**Aim:** Copy the data below from the line containing "Please locate the armchair backrest" down to the line containing "(164, 1109)", both lines and the requests included. Scale every coordinate in the answers by 1.8 and round to whole numbers, with halves rounded up.

▼

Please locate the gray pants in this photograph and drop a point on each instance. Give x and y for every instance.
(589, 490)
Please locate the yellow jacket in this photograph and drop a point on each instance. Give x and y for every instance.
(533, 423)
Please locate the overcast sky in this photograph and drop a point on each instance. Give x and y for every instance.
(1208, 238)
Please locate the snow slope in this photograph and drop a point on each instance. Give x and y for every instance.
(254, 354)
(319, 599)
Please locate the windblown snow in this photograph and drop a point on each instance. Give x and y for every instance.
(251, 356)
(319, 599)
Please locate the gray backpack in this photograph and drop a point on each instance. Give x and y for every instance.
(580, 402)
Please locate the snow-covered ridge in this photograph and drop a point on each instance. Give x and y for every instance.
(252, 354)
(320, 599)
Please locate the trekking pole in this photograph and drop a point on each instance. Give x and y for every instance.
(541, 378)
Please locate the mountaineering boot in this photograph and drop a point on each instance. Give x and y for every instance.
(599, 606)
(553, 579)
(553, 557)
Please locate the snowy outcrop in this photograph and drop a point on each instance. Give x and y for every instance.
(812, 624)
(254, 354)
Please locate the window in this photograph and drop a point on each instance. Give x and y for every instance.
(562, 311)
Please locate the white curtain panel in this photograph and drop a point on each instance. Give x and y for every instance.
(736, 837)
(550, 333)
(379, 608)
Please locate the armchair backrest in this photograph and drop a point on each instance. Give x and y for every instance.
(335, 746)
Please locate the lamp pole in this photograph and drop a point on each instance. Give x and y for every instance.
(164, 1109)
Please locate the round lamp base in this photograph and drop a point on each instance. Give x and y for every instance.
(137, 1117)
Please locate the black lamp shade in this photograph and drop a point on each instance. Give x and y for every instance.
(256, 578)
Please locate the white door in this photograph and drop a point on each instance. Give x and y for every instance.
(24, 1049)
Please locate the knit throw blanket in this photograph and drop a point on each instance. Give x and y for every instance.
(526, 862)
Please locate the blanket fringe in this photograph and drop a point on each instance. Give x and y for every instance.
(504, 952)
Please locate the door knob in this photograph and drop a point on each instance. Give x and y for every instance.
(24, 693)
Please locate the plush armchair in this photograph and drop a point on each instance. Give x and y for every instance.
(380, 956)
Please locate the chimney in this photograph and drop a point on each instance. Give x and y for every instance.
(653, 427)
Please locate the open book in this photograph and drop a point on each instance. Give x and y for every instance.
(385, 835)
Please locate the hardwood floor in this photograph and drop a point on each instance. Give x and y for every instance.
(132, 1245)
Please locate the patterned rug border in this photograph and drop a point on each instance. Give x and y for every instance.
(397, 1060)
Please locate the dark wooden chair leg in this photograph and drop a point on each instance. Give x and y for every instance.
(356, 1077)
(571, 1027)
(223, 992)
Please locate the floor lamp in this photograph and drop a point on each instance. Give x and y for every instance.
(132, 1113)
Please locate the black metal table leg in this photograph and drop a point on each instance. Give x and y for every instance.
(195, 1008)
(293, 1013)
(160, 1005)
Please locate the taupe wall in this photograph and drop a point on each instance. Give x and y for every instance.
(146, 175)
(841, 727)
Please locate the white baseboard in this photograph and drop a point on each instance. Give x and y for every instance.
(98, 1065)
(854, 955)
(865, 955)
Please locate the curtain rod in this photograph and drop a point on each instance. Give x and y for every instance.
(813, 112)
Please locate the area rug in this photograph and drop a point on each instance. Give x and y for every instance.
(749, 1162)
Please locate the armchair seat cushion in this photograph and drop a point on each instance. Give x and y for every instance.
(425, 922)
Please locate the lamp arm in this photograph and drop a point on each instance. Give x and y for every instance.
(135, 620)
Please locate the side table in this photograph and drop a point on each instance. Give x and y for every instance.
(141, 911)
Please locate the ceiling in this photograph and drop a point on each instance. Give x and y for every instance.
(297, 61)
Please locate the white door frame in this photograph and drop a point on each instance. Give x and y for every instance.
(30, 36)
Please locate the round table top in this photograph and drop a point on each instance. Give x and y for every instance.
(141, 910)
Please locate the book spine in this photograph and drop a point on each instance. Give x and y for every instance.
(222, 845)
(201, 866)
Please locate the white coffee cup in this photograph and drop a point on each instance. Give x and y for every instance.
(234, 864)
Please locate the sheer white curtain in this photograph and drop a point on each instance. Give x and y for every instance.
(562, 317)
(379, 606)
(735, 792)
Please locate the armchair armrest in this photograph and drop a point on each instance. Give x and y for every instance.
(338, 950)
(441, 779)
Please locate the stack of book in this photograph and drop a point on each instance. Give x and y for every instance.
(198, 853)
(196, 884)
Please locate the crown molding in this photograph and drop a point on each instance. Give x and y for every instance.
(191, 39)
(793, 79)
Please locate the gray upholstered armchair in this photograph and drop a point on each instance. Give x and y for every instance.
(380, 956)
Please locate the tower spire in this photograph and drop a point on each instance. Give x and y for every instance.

▲

**Task response:**
Please locate the armchair backrest in this photograph and drop a point on each instance. Give x and y for every instance.
(603, 1343)
Please locate the lamp pole in this photograph and drop a point on each instance. Give x and y for every instance.
(295, 1996)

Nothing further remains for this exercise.